◆ LISTED ENTRIES:
⟨

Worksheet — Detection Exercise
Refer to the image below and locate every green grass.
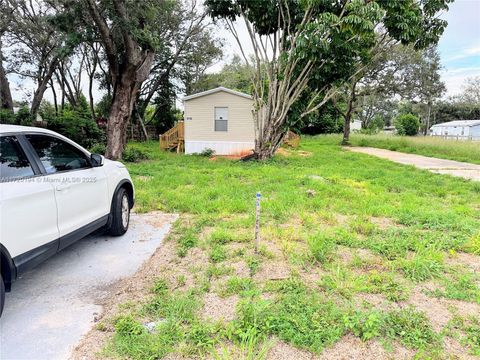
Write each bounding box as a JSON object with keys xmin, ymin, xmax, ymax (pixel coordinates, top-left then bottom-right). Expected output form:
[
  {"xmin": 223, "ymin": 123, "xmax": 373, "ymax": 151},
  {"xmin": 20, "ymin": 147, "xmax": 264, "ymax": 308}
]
[
  {"xmin": 104, "ymin": 136, "xmax": 480, "ymax": 359},
  {"xmin": 350, "ymin": 134, "xmax": 480, "ymax": 164}
]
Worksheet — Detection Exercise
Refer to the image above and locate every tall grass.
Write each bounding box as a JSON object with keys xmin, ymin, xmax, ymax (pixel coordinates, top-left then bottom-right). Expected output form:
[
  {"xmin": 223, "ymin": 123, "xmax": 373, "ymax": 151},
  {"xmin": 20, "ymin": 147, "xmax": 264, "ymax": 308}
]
[{"xmin": 350, "ymin": 134, "xmax": 480, "ymax": 164}]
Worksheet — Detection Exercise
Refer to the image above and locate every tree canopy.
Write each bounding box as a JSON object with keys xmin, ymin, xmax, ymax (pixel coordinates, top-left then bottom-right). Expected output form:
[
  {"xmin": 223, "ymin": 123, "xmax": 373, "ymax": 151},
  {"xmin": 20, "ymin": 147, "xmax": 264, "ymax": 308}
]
[{"xmin": 205, "ymin": 0, "xmax": 450, "ymax": 159}]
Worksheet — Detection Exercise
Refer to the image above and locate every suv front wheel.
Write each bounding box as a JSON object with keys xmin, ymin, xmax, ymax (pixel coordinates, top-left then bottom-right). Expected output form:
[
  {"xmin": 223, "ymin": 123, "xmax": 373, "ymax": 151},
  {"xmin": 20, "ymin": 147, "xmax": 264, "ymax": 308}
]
[
  {"xmin": 108, "ymin": 188, "xmax": 130, "ymax": 236},
  {"xmin": 0, "ymin": 275, "xmax": 5, "ymax": 316}
]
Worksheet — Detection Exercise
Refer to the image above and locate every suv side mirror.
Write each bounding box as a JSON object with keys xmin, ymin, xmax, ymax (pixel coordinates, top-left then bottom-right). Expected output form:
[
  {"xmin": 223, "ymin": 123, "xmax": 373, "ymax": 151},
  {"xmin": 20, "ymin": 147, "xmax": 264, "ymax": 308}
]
[{"xmin": 90, "ymin": 154, "xmax": 105, "ymax": 167}]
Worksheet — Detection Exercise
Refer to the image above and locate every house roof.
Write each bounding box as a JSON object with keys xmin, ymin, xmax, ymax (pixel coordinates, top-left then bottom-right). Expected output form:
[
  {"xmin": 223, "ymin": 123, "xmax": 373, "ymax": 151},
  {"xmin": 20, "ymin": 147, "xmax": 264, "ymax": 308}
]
[
  {"xmin": 432, "ymin": 120, "xmax": 480, "ymax": 128},
  {"xmin": 183, "ymin": 86, "xmax": 253, "ymax": 101}
]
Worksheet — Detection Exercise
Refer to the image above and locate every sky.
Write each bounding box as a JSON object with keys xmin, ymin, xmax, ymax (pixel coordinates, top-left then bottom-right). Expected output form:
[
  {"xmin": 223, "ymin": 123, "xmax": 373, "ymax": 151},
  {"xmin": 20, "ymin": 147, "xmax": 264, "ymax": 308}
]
[
  {"xmin": 9, "ymin": 0, "xmax": 480, "ymax": 101},
  {"xmin": 438, "ymin": 0, "xmax": 480, "ymax": 95}
]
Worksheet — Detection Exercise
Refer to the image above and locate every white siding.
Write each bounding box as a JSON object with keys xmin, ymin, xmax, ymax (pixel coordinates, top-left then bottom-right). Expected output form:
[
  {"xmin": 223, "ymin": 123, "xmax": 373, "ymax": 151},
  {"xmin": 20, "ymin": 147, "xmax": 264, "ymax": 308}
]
[{"xmin": 185, "ymin": 91, "xmax": 255, "ymax": 155}]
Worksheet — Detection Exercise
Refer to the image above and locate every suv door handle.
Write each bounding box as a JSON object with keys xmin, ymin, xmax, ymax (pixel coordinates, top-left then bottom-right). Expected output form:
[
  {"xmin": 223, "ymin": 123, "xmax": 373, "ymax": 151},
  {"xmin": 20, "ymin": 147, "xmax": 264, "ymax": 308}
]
[{"xmin": 55, "ymin": 184, "xmax": 70, "ymax": 191}]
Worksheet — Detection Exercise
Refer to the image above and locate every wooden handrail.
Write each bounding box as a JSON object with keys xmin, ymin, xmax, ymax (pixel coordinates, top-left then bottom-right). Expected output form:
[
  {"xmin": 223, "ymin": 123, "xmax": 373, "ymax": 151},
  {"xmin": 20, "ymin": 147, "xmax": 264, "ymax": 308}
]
[{"xmin": 160, "ymin": 121, "xmax": 185, "ymax": 149}]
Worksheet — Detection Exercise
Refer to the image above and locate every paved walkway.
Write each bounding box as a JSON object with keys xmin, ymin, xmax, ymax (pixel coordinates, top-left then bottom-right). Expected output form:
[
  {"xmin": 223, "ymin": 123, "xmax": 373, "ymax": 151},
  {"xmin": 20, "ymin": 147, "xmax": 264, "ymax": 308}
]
[
  {"xmin": 0, "ymin": 213, "xmax": 176, "ymax": 360},
  {"xmin": 346, "ymin": 147, "xmax": 480, "ymax": 181}
]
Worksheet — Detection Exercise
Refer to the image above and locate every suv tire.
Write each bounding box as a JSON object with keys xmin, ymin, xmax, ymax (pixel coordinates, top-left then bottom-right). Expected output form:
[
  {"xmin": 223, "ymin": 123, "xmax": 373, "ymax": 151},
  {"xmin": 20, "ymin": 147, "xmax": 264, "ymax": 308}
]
[
  {"xmin": 108, "ymin": 187, "xmax": 130, "ymax": 236},
  {"xmin": 0, "ymin": 275, "xmax": 5, "ymax": 316}
]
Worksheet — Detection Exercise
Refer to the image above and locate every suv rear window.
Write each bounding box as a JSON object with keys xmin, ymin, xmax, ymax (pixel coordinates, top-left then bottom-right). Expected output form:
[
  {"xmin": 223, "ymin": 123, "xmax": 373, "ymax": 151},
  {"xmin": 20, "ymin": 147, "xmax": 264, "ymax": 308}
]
[
  {"xmin": 0, "ymin": 136, "xmax": 34, "ymax": 182},
  {"xmin": 26, "ymin": 135, "xmax": 91, "ymax": 174}
]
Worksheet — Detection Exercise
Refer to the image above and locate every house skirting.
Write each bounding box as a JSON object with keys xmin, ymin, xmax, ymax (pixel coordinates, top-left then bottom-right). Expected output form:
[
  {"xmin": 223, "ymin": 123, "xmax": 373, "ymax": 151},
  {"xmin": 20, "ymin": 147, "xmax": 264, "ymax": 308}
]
[{"xmin": 185, "ymin": 140, "xmax": 255, "ymax": 155}]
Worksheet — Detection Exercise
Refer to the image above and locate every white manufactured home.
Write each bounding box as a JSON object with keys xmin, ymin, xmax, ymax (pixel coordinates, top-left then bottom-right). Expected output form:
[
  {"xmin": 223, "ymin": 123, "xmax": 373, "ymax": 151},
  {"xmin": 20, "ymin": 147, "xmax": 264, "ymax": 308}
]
[
  {"xmin": 183, "ymin": 87, "xmax": 255, "ymax": 155},
  {"xmin": 430, "ymin": 120, "xmax": 480, "ymax": 140}
]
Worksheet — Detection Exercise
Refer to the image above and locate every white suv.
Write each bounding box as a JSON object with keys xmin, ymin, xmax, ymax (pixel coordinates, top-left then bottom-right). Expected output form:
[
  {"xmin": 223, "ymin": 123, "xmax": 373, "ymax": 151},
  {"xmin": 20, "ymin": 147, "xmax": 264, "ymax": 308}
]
[{"xmin": 0, "ymin": 125, "xmax": 134, "ymax": 315}]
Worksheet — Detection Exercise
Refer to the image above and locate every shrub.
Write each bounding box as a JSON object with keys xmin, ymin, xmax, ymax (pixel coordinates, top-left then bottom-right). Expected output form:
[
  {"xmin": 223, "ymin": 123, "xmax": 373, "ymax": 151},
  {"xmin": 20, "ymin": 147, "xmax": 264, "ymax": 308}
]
[
  {"xmin": 122, "ymin": 147, "xmax": 149, "ymax": 162},
  {"xmin": 115, "ymin": 316, "xmax": 145, "ymax": 336},
  {"xmin": 395, "ymin": 114, "xmax": 420, "ymax": 136},
  {"xmin": 343, "ymin": 311, "xmax": 383, "ymax": 341},
  {"xmin": 385, "ymin": 307, "xmax": 438, "ymax": 349},
  {"xmin": 210, "ymin": 245, "xmax": 227, "ymax": 263},
  {"xmin": 307, "ymin": 233, "xmax": 335, "ymax": 264}
]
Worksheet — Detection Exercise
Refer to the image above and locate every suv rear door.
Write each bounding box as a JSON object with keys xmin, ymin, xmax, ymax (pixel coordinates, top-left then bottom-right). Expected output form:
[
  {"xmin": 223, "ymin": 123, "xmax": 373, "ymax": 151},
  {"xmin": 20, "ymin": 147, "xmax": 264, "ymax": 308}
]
[
  {"xmin": 25, "ymin": 134, "xmax": 110, "ymax": 250},
  {"xmin": 0, "ymin": 135, "xmax": 59, "ymax": 273}
]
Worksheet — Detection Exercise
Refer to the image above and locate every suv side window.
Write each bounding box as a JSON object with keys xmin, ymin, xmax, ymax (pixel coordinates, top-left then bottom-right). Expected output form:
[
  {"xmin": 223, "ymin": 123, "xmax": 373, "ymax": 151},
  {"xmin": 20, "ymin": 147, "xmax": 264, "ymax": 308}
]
[
  {"xmin": 25, "ymin": 135, "xmax": 91, "ymax": 174},
  {"xmin": 0, "ymin": 136, "xmax": 34, "ymax": 182}
]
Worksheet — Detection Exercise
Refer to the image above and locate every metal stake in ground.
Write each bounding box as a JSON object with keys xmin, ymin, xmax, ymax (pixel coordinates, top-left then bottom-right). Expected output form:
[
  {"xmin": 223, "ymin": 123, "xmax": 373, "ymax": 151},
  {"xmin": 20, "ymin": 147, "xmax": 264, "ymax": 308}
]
[{"xmin": 254, "ymin": 192, "xmax": 261, "ymax": 253}]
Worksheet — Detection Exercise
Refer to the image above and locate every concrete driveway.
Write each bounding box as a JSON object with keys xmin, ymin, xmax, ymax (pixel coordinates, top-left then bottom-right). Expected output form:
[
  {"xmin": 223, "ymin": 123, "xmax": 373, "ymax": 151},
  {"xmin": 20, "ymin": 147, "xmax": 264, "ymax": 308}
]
[
  {"xmin": 0, "ymin": 213, "xmax": 176, "ymax": 360},
  {"xmin": 346, "ymin": 147, "xmax": 480, "ymax": 181}
]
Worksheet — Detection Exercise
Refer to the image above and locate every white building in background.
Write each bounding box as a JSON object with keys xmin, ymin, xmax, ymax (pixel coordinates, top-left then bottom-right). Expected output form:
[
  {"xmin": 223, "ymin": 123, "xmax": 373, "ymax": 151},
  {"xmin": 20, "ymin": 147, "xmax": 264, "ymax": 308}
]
[
  {"xmin": 183, "ymin": 87, "xmax": 255, "ymax": 155},
  {"xmin": 430, "ymin": 120, "xmax": 480, "ymax": 140},
  {"xmin": 350, "ymin": 120, "xmax": 362, "ymax": 131}
]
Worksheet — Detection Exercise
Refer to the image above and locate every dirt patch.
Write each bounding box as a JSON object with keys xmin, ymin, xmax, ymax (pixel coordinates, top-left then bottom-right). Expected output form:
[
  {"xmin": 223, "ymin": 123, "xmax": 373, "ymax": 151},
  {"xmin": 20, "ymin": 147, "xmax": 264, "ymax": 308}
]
[
  {"xmin": 355, "ymin": 293, "xmax": 397, "ymax": 312},
  {"xmin": 319, "ymin": 335, "xmax": 415, "ymax": 360},
  {"xmin": 201, "ymin": 293, "xmax": 239, "ymax": 321},
  {"xmin": 370, "ymin": 216, "xmax": 403, "ymax": 230},
  {"xmin": 401, "ymin": 283, "xmax": 480, "ymax": 331},
  {"xmin": 71, "ymin": 236, "xmax": 180, "ymax": 360},
  {"xmin": 230, "ymin": 260, "xmax": 250, "ymax": 277},
  {"xmin": 142, "ymin": 211, "xmax": 179, "ymax": 228},
  {"xmin": 135, "ymin": 175, "xmax": 153, "ymax": 182},
  {"xmin": 253, "ymin": 261, "xmax": 290, "ymax": 282},
  {"xmin": 337, "ymin": 246, "xmax": 384, "ymax": 271},
  {"xmin": 266, "ymin": 340, "xmax": 316, "ymax": 360},
  {"xmin": 335, "ymin": 214, "xmax": 351, "ymax": 225},
  {"xmin": 443, "ymin": 336, "xmax": 478, "ymax": 360},
  {"xmin": 446, "ymin": 252, "xmax": 480, "ymax": 273}
]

⟩

◆ WHAT TO PRODUCE: Find every line above containing the word "window" and copy each of those lines in full.

◆ FULL ANSWER:
Refer to the image above and locate every suv rear window.
Refer to the image above and locate every suv side window.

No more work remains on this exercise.